▶ Written instruction
Return the rows verbatim, starting at the line that contains "search: ship reflection in water" and ending at the end of the rows, both included, and leave the pictures out of your answer.

▶ Records for processing
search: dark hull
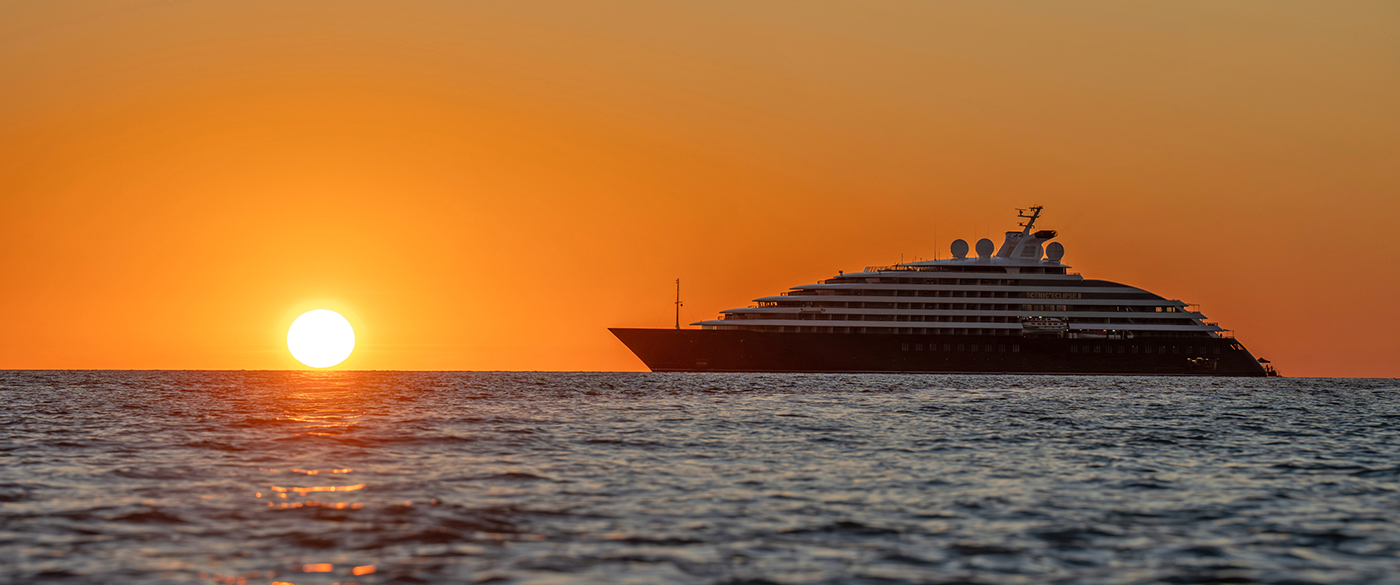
[610,329,1266,376]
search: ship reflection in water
[0,372,1400,585]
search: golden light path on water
[0,371,1400,585]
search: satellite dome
[977,238,997,258]
[952,238,967,258]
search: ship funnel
[949,238,967,259]
[977,238,997,258]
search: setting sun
[287,309,354,368]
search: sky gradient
[0,0,1400,376]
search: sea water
[0,372,1400,585]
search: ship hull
[609,327,1266,376]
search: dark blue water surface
[0,372,1400,585]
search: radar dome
[952,238,967,258]
[977,238,997,258]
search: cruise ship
[610,207,1274,376]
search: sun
[287,309,354,368]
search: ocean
[0,371,1400,585]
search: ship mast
[1016,206,1044,235]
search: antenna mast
[676,279,680,329]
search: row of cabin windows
[822,269,1069,287]
[757,301,1182,313]
[724,312,1196,325]
[1070,344,1233,355]
[701,325,1211,338]
[701,325,1021,337]
[899,343,1021,353]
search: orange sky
[0,0,1400,376]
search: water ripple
[0,372,1400,585]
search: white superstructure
[692,207,1229,339]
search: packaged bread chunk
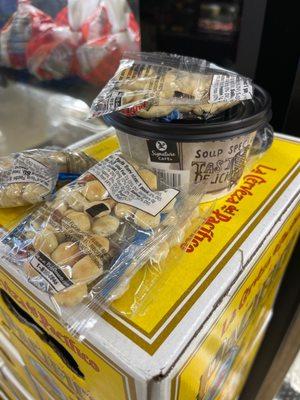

▶ Task result
search: ship reflection in water
[0,372,1400,585]
search: golden light path on water
[0,371,1400,585]
search: satellite dome
[977,238,997,258]
[952,238,967,258]
search: ship funnel
[949,238,967,259]
[977,238,997,258]
search: setting sun
[287,309,354,368]
search: sky gradient
[0,0,1400,376]
search: sea water
[0,372,1400,585]
search: ship hull
[609,327,1266,376]
search: dark blue water surface
[0,372,1400,585]
search: radar dome
[952,238,967,258]
[977,238,997,258]
search: cruise ship
[610,207,1274,376]
search: sun
[287,309,354,368]
search: ocean
[0,371,1400,585]
search: ship mast
[1016,206,1044,235]
search: antenna mast
[676,279,680,329]
search: row of cabin windows
[822,269,1069,287]
[757,301,1182,313]
[724,312,1196,325]
[1070,344,1233,355]
[701,325,1211,338]
[701,325,1021,337]
[899,343,1021,353]
search: orange sky
[0,0,1400,376]
search: water ripple
[0,372,1400,585]
search: white superstructure
[692,207,1229,339]
search: packaged bread chunk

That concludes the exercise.